- SUPPLIED DATA
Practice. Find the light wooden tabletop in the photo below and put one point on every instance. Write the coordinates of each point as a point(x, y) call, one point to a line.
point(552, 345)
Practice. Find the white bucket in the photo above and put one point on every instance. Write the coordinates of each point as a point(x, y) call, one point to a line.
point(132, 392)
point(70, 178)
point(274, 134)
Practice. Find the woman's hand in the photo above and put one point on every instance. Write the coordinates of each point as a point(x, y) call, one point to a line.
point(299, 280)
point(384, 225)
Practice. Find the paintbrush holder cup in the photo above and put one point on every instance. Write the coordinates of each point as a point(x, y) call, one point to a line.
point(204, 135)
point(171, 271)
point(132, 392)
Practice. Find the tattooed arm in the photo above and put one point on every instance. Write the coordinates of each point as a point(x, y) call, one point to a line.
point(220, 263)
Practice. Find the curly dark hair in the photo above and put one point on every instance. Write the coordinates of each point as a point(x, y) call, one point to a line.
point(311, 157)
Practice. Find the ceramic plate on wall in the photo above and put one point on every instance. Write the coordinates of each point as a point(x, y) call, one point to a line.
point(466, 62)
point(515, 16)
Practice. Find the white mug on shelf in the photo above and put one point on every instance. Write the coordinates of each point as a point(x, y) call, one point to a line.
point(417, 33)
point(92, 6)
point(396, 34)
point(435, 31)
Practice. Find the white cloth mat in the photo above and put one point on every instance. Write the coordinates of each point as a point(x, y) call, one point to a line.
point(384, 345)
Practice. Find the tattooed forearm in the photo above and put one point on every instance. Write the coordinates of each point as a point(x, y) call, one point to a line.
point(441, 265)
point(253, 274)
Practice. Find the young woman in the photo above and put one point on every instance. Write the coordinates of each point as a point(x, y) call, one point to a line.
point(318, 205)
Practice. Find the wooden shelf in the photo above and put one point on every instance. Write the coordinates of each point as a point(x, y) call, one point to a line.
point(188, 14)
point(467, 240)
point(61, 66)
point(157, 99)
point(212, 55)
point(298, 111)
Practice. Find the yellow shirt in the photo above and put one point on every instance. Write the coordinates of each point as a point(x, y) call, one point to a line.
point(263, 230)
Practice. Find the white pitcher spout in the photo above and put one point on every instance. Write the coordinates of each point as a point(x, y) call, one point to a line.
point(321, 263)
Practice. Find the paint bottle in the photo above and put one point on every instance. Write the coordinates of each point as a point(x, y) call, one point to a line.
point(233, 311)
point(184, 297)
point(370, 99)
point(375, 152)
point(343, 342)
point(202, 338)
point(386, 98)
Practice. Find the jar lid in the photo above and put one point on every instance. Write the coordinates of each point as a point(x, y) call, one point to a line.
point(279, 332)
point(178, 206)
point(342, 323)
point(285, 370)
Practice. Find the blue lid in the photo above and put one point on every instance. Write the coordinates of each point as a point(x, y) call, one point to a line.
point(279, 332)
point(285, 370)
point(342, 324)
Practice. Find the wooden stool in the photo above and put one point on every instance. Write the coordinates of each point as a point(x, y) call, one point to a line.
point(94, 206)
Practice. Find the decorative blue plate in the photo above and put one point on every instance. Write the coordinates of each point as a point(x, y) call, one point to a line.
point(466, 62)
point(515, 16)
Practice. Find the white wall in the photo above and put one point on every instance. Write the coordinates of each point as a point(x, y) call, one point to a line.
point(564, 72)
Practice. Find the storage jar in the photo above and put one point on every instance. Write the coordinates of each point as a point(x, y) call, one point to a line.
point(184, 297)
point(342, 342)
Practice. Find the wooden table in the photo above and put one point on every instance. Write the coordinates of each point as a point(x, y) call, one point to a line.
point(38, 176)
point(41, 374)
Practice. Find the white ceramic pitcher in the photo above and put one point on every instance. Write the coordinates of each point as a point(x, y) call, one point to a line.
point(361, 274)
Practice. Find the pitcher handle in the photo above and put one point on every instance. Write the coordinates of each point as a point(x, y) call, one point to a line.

- TASK GOAL
Each line of the data above must be restated word for word.

- REPLY
Practice. Find the light wooden tabletop in the photo below and put one point on every instance. Write the coordinates of each point as a point(x, y) call, one point to a line.
point(552, 345)
Practice. Find the white bucket in the photo above and put one point on every instance. Write the coordinates of each point as a point(x, y) call, one point to a line.
point(132, 392)
point(70, 178)
point(274, 134)
Practice. Find the woman's hand in the photo above and put one point on every instance. Write the coordinates of each point as a point(x, y) call, one point to a line.
point(299, 280)
point(384, 225)
Practice. Find the paintbrush holder cup in the photo above and put one point on every instance. Write the coordinates of each point as a point(x, y) call, one point to a line.
point(204, 135)
point(171, 271)
point(132, 392)
Practice. Find the tattooed arm in the photo above and put one point on every instance. Write the coordinates of each point as a point(x, y) call, one point to a line.
point(220, 263)
Practice. Find the curly dark hair in the photo above and put one point on every instance. Write the coordinates of each point as a point(x, y) call, one point to a line.
point(311, 157)
Practice. Find the ceramic plate on wall in the photo above and put one point on every instance. Write the coordinates of each point as a point(x, y) call, one point to a line.
point(466, 62)
point(515, 16)
Practice. Find the white mug on shelf in the photo above and put one point on every instance. Write the coordinates of each point as a point(x, y) call, one point to a line.
point(417, 33)
point(92, 6)
point(396, 34)
point(435, 31)
Practice. Find the white cloth mat in the photo above and put one point on every instance. Write the coordinates of each point as a point(x, y) call, one point to a line.
point(384, 345)
Practice. Find the tattooed forearm in the photo above and put one point on every instance. Write the coordinates of each point as a point(x, y) call, one point to a line.
point(441, 265)
point(253, 274)
Practice. Find the young woman in the photo above and put one point on every instance. Write the coordinates of each point as a point(x, y) call, one point to a line.
point(318, 205)
Practice. Find the wooden shelf in the photo above and put one point on every instance. Write the coordinates of each point as a point(x, y) call, one point to a line.
point(188, 14)
point(467, 240)
point(61, 66)
point(157, 99)
point(212, 55)
point(298, 111)
Practice. Find the yellow shirt in the photo above and put one point on every instance. Write the coordinates of each point as a point(x, y) call, one point to a line.
point(263, 230)
Practice. Find the white pitcher spout in the photo above and put one point on every instance. Write the coordinates of each point as a point(x, y) call, one point to a line.
point(321, 263)
Practice. Find the paint bottle in the photo above and put one point on every instance. Write the coordinates of each point as a point(x, y) call, one point to a line.
point(233, 311)
point(184, 297)
point(370, 99)
point(375, 152)
point(343, 342)
point(202, 338)
point(386, 98)
Practice. Find the jar lid in the photo above and put one point on every instance. Write the coordinates of each point as a point(x, y) call, one point to a line.
point(279, 332)
point(178, 206)
point(342, 323)
point(285, 370)
Practice. Find the blue lid in the photo above and put one point on every instance. Write the coordinates of each point as a point(x, y) call, one point to a line.
point(279, 332)
point(285, 370)
point(342, 324)
Practice. Find the wooden stool in the photo above and put one point on every instance. Write the coordinates of each point as a point(x, y) call, one point to a line.
point(94, 206)
Practice. Find the decorative blue plate in the photo above and put one point on every instance. Write the coordinates of each point as a point(x, y) call, one point to a line.
point(466, 62)
point(515, 16)
Practice. Find the white wall in the photo above and put one point on every instance. Write the coordinates of each point as a point(x, y) call, one point to a line.
point(564, 72)
Practice. Find the storage jar in the photo above and put one point on every instance. Write the coordinates of each point as a point(x, y) call, one point to a line.
point(184, 297)
point(342, 342)
Practice. Find the wooden table in the photo above and put one point on every instance. Write the coordinates of each point as a point(x, y) call, one point to a line.
point(38, 176)
point(41, 374)
Practice. Find the white ceramic pitcher in the photo above and put one point on every instance. Write the coordinates of each point as a point(x, y) call, one point to a line.
point(361, 274)
Practice. Find the pitcher handle in the photo above and put one point on every instance. Write the coordinates of each point as a point(x, y) call, one point to a line.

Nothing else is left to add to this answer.